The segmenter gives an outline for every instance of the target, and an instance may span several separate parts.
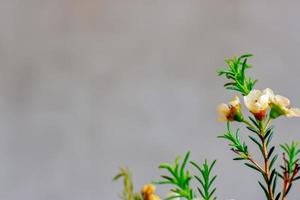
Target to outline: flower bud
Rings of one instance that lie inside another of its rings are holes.
[[[273,95],[270,100],[270,117],[276,119],[282,115],[287,117],[300,117],[299,108],[290,108],[290,100],[281,95]]]
[[[218,106],[219,121],[238,121],[242,122],[244,117],[241,112],[240,100],[235,96],[229,104],[222,103]]]
[[[144,200],[160,200],[159,196],[155,193],[155,186],[152,184],[144,185],[141,190],[142,196]]]

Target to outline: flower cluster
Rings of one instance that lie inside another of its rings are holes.
[[[229,142],[230,149],[237,157],[234,160],[244,161],[244,164],[259,172],[262,175],[262,180],[259,181],[259,186],[262,188],[268,200],[286,200],[293,182],[300,179],[300,149],[297,142],[292,142],[291,145],[280,145],[283,150],[283,164],[279,167],[282,171],[278,171],[276,160],[278,155],[275,151],[275,146],[271,140],[274,135],[274,127],[271,126],[271,121],[280,116],[300,117],[300,109],[290,107],[290,100],[284,96],[275,94],[270,88],[264,90],[253,89],[257,80],[253,81],[247,77],[245,70],[250,68],[247,64],[247,59],[250,54],[226,60],[227,69],[219,72],[219,75],[225,75],[230,80],[224,87],[229,90],[240,92],[243,96],[243,101],[247,110],[252,116],[248,118],[243,115],[242,106],[238,96],[235,96],[229,104],[220,104],[217,108],[219,120],[227,122],[226,133],[220,135],[219,138]],[[253,117],[254,116],[254,117]],[[231,122],[237,121],[245,124],[246,128],[252,133],[248,137],[259,148],[262,161],[258,162],[255,159],[245,141],[239,138],[239,128],[232,130]],[[254,134],[253,134],[254,133]],[[282,189],[277,190],[277,179],[282,179]]]
[[[281,95],[275,95],[267,88],[261,90],[251,90],[247,96],[244,96],[244,104],[258,121],[265,119],[269,112],[269,117],[275,119],[279,116],[300,117],[299,108],[291,108],[290,100]],[[238,96],[235,96],[229,104],[222,103],[218,106],[220,121],[238,121],[244,120],[241,104]]]

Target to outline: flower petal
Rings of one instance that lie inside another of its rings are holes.
[[[270,95],[269,94],[263,94],[259,97],[257,103],[259,104],[259,107],[261,110],[265,110],[268,108],[270,102]]]
[[[225,103],[222,103],[217,107],[217,112],[219,113],[218,120],[224,122],[227,121],[227,116],[230,113],[230,108]]]
[[[267,94],[271,98],[275,96],[273,90],[271,90],[270,88],[264,89],[263,93]]]
[[[252,90],[247,96],[244,96],[244,103],[250,111],[253,109],[253,105],[257,102],[261,94],[262,92],[260,90]]]
[[[300,109],[299,108],[287,109],[286,116],[287,117],[300,117]]]
[[[238,96],[234,96],[232,98],[232,100],[229,102],[229,105],[231,105],[232,107],[236,107],[240,104],[240,99]]]
[[[290,100],[284,96],[276,95],[274,98],[274,103],[287,107],[290,105]]]

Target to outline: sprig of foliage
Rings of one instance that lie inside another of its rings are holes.
[[[257,80],[252,80],[245,75],[246,69],[251,67],[251,65],[247,63],[250,57],[252,57],[251,54],[245,54],[238,58],[233,57],[225,60],[228,68],[218,71],[218,75],[225,75],[227,79],[231,80],[231,82],[224,85],[226,89],[241,92],[243,96],[249,94],[257,82]]]
[[[123,178],[124,189],[122,195],[120,195],[123,200],[142,200],[139,193],[133,192],[133,181],[131,172],[127,168],[120,168],[120,172],[114,177],[114,181]]]
[[[287,164],[287,172],[292,174],[297,165],[299,165],[298,155],[300,154],[300,149],[298,147],[298,143],[293,141],[291,145],[282,144],[280,147],[288,156],[288,158],[285,159]]]
[[[227,69],[222,69],[218,72],[219,76],[224,75],[230,81],[224,85],[225,89],[238,91],[243,96],[246,96],[251,92],[253,86],[257,82],[257,80],[253,80],[245,74],[246,69],[251,67],[247,63],[248,58],[251,56],[251,54],[246,54],[225,60],[228,65]],[[275,146],[271,145],[273,127],[270,126],[270,122],[272,118],[270,117],[270,113],[267,115],[263,112],[252,112],[252,114],[255,116],[255,119],[249,117],[250,122],[246,120],[246,118],[244,118],[243,121],[238,122],[244,123],[246,128],[255,133],[255,135],[248,136],[250,140],[259,147],[263,158],[262,164],[259,164],[252,158],[245,142],[241,142],[239,139],[239,129],[237,129],[237,132],[234,134],[231,131],[229,122],[227,124],[227,133],[219,137],[230,142],[229,146],[231,147],[231,150],[238,155],[238,157],[234,158],[234,160],[245,160],[246,166],[258,171],[262,175],[265,183],[263,184],[260,181],[258,183],[263,189],[267,199],[278,200],[281,197],[281,192],[275,192],[279,173],[275,168],[275,162],[278,155],[275,153]],[[259,118],[260,116],[258,116],[258,114],[262,114],[262,119]]]
[[[280,147],[283,149],[283,161],[284,164],[281,165],[282,174],[280,177],[283,179],[283,195],[284,200],[289,193],[294,181],[299,180],[300,176],[297,176],[300,171],[299,165],[299,154],[300,149],[297,142],[292,142],[291,145],[282,144]],[[287,155],[287,158],[286,158]]]
[[[256,144],[262,154],[266,154],[265,157],[268,159],[269,162],[269,171],[274,170],[274,164],[278,158],[278,155],[275,154],[275,146],[271,145],[271,141],[273,138],[273,126],[270,127],[263,127],[263,124],[261,122],[256,121],[255,119],[249,117],[251,122],[248,123],[247,129],[255,133],[254,136],[249,135],[248,137],[250,140]],[[263,131],[261,131],[263,130]],[[275,173],[275,172],[274,172]]]
[[[253,125],[249,123],[247,128],[255,133],[255,136],[249,135],[250,140],[255,143],[259,150],[262,153],[265,167],[261,171],[263,175],[265,185],[258,181],[260,187],[263,189],[267,199],[275,200],[280,198],[281,192],[276,193],[276,186],[278,182],[279,173],[275,168],[275,162],[278,158],[278,155],[275,153],[275,146],[271,145],[271,140],[273,138],[273,126],[264,127],[263,122],[259,122],[251,117],[249,117]]]
[[[167,199],[185,198],[187,200],[192,200],[194,198],[193,190],[190,187],[192,176],[190,175],[190,172],[185,169],[189,156],[190,152],[187,152],[182,163],[179,162],[180,157],[177,156],[173,165],[163,163],[159,166],[160,169],[166,169],[169,172],[169,175],[161,175],[163,180],[155,183],[174,186],[174,188],[171,189],[171,192],[174,193],[174,195]]]
[[[231,130],[230,122],[227,122],[227,132],[224,135],[218,136],[218,138],[223,138],[230,142],[229,146],[231,147],[231,150],[239,156],[234,158],[234,160],[244,160],[249,157],[247,145],[245,142],[241,142],[240,140],[239,129],[237,129],[236,133],[234,134]]]
[[[213,196],[216,192],[216,188],[213,186],[214,181],[217,176],[212,176],[211,172],[216,163],[214,160],[211,164],[208,164],[207,160],[203,163],[202,166],[199,166],[197,163],[190,162],[198,171],[200,176],[194,176],[201,184],[202,188],[197,188],[203,200],[216,200],[217,197]]]
[[[248,151],[248,146],[239,138],[239,129],[237,129],[236,133],[233,133],[230,122],[227,122],[227,133],[219,136],[219,138],[223,138],[230,142],[229,146],[231,147],[231,150],[238,155],[234,160],[246,160],[247,162],[244,164],[247,167],[258,171],[262,175],[265,184],[261,181],[258,183],[267,199],[278,200],[281,193],[275,192],[278,181],[278,172],[274,167],[278,155],[274,153],[275,146],[271,146],[270,144],[273,136],[273,127],[268,127],[268,123],[264,126],[263,122],[259,122],[251,117],[249,119],[252,123],[246,120],[244,120],[244,123],[250,131],[255,133],[254,136],[249,135],[249,138],[259,147],[265,162],[264,166],[261,166],[252,158]]]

===============

(TASK DETAILS): Show every line of the material above in which "outline" is present.

(TASK RESPONSE):
The segmenter gives an outline for every instance of the target, and an instance may span several separate parts.
Target to outline: flower bud
Target to outline: flower cluster
Target to outline: flower petal
Target to outline: sprig of foliage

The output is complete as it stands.